| PROBLEM STATEMENT |
Search the data for "below". Return each matching line.

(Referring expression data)
□ □ □ □

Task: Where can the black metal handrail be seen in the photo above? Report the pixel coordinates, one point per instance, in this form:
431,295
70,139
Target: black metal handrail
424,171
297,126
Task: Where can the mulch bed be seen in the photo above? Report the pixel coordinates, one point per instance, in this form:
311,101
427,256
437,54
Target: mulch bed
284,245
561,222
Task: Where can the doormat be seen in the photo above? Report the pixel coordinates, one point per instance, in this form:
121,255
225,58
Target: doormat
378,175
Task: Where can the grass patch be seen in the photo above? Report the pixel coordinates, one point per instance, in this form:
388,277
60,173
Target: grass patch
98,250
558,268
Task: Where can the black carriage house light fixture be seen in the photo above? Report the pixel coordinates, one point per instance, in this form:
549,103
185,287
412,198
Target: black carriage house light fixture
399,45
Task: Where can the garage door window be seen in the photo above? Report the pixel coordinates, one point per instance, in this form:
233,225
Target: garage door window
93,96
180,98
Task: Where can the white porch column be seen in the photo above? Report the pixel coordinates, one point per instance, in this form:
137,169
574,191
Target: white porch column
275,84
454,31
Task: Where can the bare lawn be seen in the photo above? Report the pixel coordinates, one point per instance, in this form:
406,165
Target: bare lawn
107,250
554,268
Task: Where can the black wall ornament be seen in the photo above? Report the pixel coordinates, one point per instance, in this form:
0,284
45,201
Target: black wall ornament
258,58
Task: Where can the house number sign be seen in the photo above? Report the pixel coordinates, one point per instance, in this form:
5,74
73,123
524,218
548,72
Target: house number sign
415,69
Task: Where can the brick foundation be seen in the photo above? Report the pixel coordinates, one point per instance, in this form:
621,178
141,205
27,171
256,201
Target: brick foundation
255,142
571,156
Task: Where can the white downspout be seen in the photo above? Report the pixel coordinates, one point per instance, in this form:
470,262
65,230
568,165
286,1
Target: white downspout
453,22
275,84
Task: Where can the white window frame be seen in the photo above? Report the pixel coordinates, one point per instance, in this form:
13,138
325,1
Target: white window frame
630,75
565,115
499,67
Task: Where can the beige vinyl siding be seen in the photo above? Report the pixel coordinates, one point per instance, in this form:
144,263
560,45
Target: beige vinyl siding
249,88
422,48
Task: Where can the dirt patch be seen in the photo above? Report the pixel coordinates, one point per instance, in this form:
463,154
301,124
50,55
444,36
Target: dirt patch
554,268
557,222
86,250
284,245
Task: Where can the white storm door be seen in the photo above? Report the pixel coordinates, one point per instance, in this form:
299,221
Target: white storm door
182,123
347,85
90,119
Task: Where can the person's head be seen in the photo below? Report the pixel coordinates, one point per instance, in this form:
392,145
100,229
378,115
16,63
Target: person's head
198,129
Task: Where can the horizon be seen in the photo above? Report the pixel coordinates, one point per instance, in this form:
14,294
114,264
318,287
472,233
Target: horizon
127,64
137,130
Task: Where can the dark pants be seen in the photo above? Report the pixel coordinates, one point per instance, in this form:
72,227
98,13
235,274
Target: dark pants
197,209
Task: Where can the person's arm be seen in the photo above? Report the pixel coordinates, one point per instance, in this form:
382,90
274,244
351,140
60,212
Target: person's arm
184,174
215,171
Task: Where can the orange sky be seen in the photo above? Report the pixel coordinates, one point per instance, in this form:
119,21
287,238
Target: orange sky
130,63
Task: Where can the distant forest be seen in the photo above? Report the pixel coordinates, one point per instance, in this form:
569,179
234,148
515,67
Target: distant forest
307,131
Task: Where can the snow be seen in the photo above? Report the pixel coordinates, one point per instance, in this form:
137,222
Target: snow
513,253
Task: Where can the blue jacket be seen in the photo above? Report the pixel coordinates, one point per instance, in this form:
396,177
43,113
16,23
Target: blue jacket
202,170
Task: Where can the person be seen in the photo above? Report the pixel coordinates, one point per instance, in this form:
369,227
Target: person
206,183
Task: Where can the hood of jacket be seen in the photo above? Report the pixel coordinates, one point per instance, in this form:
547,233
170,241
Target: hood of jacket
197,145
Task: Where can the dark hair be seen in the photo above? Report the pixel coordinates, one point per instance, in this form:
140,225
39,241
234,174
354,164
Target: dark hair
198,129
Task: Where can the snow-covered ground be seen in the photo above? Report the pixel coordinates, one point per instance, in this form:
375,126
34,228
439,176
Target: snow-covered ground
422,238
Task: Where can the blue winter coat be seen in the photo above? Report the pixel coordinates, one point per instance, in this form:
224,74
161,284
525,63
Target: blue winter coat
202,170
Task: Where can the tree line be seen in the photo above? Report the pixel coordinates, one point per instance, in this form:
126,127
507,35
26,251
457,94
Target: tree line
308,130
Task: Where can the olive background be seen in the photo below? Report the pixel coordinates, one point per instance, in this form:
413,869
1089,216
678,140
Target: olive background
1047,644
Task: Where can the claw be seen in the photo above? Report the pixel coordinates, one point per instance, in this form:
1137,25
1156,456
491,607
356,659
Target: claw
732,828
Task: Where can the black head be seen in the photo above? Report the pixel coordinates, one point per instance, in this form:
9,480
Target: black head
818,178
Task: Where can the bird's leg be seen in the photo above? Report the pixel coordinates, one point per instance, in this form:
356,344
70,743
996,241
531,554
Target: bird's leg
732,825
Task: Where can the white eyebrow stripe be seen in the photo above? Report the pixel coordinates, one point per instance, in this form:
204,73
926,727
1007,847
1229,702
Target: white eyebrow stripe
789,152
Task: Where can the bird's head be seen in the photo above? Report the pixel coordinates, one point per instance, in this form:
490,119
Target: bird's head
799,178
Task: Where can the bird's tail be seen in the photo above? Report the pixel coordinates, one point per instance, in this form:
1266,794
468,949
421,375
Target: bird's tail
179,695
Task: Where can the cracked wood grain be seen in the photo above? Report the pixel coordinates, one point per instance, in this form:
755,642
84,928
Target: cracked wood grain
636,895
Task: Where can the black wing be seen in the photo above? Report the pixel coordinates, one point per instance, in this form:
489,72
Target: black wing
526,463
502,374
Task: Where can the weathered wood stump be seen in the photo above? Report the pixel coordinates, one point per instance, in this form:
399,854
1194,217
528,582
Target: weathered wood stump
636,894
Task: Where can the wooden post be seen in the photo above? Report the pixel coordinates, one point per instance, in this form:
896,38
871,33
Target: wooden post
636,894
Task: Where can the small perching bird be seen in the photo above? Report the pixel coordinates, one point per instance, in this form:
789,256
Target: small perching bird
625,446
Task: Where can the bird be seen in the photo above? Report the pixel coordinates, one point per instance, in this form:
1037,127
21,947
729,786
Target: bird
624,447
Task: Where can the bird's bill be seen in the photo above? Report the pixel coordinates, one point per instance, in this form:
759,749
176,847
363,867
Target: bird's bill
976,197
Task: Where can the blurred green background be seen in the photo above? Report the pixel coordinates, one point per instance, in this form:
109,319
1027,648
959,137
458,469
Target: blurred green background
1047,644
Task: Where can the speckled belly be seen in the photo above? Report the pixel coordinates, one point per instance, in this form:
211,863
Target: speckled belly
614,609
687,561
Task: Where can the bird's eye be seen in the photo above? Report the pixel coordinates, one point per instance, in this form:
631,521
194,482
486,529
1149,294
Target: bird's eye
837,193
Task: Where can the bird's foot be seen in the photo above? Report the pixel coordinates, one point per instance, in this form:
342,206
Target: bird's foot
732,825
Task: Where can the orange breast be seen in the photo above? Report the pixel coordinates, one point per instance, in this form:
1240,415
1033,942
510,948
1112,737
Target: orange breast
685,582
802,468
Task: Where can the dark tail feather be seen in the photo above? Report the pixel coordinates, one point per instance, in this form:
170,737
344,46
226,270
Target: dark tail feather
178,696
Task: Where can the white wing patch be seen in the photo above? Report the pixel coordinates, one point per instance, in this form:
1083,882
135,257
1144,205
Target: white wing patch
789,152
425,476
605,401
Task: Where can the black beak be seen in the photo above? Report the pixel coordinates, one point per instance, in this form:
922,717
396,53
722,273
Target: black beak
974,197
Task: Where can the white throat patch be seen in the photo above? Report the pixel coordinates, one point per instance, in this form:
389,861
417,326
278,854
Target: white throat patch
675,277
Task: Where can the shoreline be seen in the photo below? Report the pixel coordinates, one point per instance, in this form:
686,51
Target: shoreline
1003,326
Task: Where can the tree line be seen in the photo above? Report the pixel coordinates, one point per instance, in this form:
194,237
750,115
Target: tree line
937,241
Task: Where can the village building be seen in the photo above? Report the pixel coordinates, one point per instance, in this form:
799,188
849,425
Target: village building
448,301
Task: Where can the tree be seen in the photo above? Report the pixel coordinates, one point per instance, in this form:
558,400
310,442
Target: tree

□ □ □ □

| SOLVED EXERCISE |
Task: Where can the person's head be seen in the photo below? Report the pixel coordinates, one point per instance, in this form:
Task: Where can the olive background be seen in the photo below? Report the pixel coordinates, one point per instance, in this form:
Task: Where can the shoreline be seen in the photo below? Report the pixel coordinates, one point per instance, in this form:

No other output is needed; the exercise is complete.